### TANTANGAN
• 1. Sunting kisah tentang kapten Belanda dan gundik Acehnya: tulis ulang bagian dari "Suatu hari Kapten" sampai "kepada Kapten tersebut.", dengan "patroli" diganti menjadi "ronda".
• 2. Dalam kisah tentang kapten Belanda dan gundik Acehnya, minuman apa yang dinikmati para pejuang Aceh di belakang rumah kapten?
• 3. Lanjutkan kisah tentang kapten Belanda dan gundik Acehnya, mulai setelah kalimat terakhir yang ditampilkan.

### KUTIPAN BACAAN
★ ★ ★
Ada pula beberapa wanita Aceh yang rela menjadi concubine (gundik) opsir-opsir Belanda. “Dan tidaklah perlu dijelaskan lagi, bahwa mereka tidaklah termasuk orang-orang yang terpuji dari Bangsa Aceh. Namun demikian, dalam hubungan bermuka dua seperti itu, wanita Aceh tidaklah luntur sifatnya. Mereka tetap menjalin hubungan-hubungan rahasia yang berakhir dengan pertumpahan darah,” tulis Zentgraaff.
Bukan itu saja, menurut Zentgraaff, sebuah pengalaman aneh dan unik terjadi pada salah seorang Kapten Belanda. Namun dalam bukunya, Zentgraaff menolak menulis nama kapten itu, dengan berbagai pertimbangan.
Kapten tersebut telah mengambil seorang wanita Aceh sebagai gundiknya. Ia ingin belajar banyak tentang bahasa dan adat istiadat Aceh melalui wanita tersebut. Wanita itu pun tidak pernah menyembunyikan perasaan kurang hormat terhadap orang-orang Belanda yang dianggapnya kafir.
Suatu hari Kapten tersebut pulang ke rumah, setelah melakukan patroli. Di belakang rumahnya ia melihat beberpa pejuang Aceh sedang duduk bercengkrama dengan gundiknya. Ia menganal betul orang-orang dibelakang rumahnya itu sebagai pemberontak yang sudah berbulan-bulan dicarinya, tapi selalu lolos dari penyergapan.
Mereka bercengkrama dengan santai sambil minum limodane, menghisap cerutu cincin (cerutu nomor satu kala itu) milik kapten tersebut. Tanpa kikuk, para pejuang Aceh itu pun memberi hormat kepada Kapten tersebut.
Kapten itu tidak bisa berbuat banyak, karena kalau diumumkan dalam rumahnya ada pejuang Aceh, namanya akan tercemar, dan bisa-bisa pangkatnya akan diturunkan. Tak mau reputasinya hancur, ia pun membiarkan para pejuang Aceh itu menikmati makanan di rumahnya. “Karena itulah ia terpaksa bersikap bonne mine a mauvais jeu. Tak lama kemudian, berangkatlah para pejuang itu dari rumah kapten, sebelum berangkat tak lupa mereka membungkuk memberi hormat, seolah mengejek sang kapten. Kapten itu pun kemudian bersama pasukannya harus mengejar para pejuang itu berbulan-bulan dalam hutan belantara,” ulas Zentgraaff.
★ ★ ★
Cuplikan dataset penunjukan
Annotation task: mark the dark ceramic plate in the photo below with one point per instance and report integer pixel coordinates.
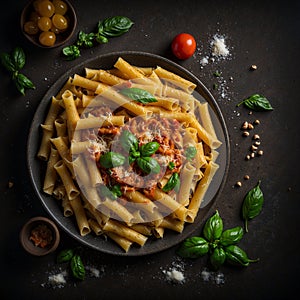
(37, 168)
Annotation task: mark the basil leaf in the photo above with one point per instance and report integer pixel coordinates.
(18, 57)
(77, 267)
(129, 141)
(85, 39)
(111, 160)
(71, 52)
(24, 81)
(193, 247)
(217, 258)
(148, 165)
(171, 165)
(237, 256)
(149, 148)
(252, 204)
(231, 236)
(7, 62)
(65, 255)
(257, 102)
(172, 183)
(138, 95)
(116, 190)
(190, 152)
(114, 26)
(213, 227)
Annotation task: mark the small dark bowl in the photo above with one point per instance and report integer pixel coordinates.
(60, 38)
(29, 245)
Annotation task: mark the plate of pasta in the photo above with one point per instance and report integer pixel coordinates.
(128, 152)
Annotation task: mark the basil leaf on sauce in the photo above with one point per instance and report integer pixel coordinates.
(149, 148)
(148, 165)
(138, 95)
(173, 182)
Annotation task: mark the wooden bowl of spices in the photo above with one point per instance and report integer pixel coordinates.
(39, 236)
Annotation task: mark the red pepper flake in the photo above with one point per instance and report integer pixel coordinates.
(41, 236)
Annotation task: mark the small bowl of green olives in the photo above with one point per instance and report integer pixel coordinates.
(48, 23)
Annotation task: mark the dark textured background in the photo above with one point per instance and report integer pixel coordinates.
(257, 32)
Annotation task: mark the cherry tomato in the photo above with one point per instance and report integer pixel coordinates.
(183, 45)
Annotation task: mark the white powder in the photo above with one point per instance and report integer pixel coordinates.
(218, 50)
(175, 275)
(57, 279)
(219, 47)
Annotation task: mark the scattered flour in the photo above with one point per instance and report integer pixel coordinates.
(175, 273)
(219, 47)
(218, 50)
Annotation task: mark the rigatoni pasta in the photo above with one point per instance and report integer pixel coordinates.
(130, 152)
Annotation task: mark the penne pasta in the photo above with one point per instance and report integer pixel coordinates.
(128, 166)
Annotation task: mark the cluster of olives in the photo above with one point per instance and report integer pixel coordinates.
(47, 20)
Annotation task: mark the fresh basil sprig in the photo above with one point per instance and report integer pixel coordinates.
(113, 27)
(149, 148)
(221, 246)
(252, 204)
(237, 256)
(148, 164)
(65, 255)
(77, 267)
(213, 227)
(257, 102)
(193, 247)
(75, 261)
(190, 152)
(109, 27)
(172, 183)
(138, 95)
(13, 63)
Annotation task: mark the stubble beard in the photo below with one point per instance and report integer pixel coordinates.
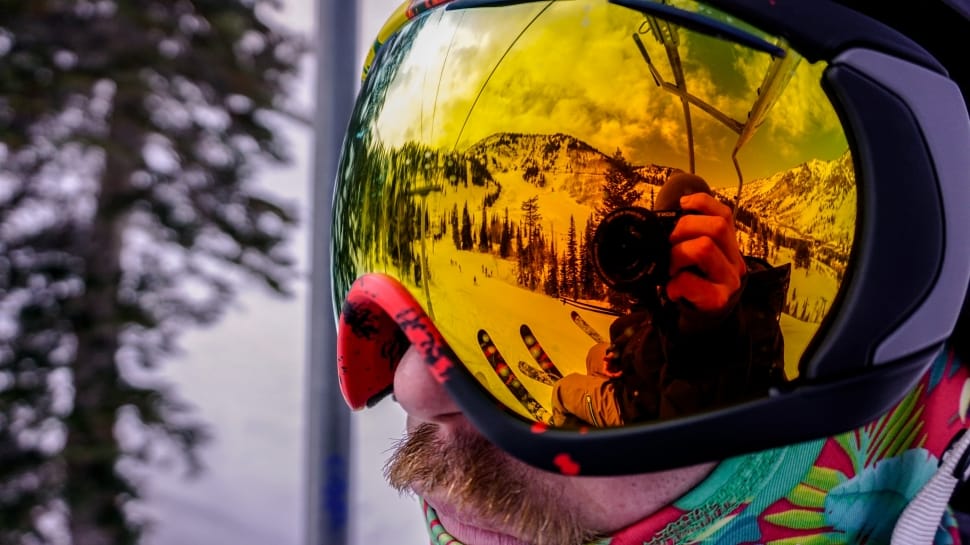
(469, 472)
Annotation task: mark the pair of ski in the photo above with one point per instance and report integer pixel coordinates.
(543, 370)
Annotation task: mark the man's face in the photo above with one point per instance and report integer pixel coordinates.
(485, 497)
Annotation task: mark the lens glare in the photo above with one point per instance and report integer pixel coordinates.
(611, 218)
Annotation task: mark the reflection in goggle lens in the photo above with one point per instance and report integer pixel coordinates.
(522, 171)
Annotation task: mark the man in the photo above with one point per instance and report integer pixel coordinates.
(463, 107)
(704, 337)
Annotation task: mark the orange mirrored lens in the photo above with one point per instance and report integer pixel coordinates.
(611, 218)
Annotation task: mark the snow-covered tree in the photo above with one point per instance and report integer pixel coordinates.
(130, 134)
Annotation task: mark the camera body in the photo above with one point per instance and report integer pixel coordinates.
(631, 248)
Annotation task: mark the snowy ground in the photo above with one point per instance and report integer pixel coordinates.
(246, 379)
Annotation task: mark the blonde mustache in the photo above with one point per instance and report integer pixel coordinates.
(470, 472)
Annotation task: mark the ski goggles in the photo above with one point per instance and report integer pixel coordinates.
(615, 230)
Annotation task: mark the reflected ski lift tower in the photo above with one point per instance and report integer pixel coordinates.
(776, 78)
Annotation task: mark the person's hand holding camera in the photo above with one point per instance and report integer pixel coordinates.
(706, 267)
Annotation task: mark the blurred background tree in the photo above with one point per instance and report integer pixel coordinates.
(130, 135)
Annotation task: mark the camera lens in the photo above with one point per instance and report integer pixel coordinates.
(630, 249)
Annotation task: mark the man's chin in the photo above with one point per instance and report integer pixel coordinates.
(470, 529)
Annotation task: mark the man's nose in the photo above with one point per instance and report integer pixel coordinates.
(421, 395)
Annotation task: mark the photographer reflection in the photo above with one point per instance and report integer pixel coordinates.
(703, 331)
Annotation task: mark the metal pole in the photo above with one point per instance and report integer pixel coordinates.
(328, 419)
★ ★ ★
### TANGGAPAN
• 1.
Suatu hari Kapten tersebut pulang ke rumah, setelah melakukan ronda. Di belakang rumahnya ia melihat beberpa pejuang Aceh sedang duduk bercengkrama dengan gundiknya. Ia menganal betul orang-orang dibelakang rumahnya itu sebagai pemberontak yang sudah berbulan-bulan dicarinya, tapi selalu lolos dari penyergapan.
Mereka bercengkrama dengan santai sambil minum limodane, menghisap cerutu cincin (cerutu nomor satu kala itu) milik kapten tersebut. Tanpa kikuk, para pejuang Aceh itu pun memberi hormat kepada Kapten tersebut.

• 2. Limodane.

• 3.
Korp Tentara Wanita
Sejarah Aceh mewariskan banyak cerita khas tentang keterlibatan wanita, tidak hanya dalam urusan pemerintahan, tapi juga angkatan perang. Korp tentara wanita di Aceh sudah ada sejak zaman dahulu. Ada yang langsung terjun ke dalam kancang perang, ada juga yang bertugas di istana. Resimen pengawal istana tersebut dinamai Suke Kawai Istana. Selain itu ada lagi yang disebut Si Pai Inong, yakni korp prajurit wanita.
Korp ini dibentuk pada masa Aceh diperintah oleh Sultan Muda Ali Riayat Syah V (1604 -16-07 M). Si Pai Inong dipimpin oleh dua Laksamana Wanita, yaitu Laksamana Meurah Ganti dan Laksmana Muda Tjut Meurah Inseuen. Malah menurut Teuku H Ainal Mardhiah Ali dalam tulisannya “Pergerakan Wanita di Aceh Masa Lampau Sampai Masa Kini” dua laksamana itulah yang membebaskan Iskandar Muda dari penjara ketika ditahan oleh Sultan Alaidin Riayat Syah V, seorang sultan yang dinilainya bodoh dan bejad.
Pembebasan Iskandar Muda itu juga yang kemudian merubah sejarah Aceh. Ketika Iskandar Muda naik ketumpuk pimpinan sebagai Sultan, mampu membawa Aceh kemasa keemasan, yang membuatnya tersohor sampai sekarang.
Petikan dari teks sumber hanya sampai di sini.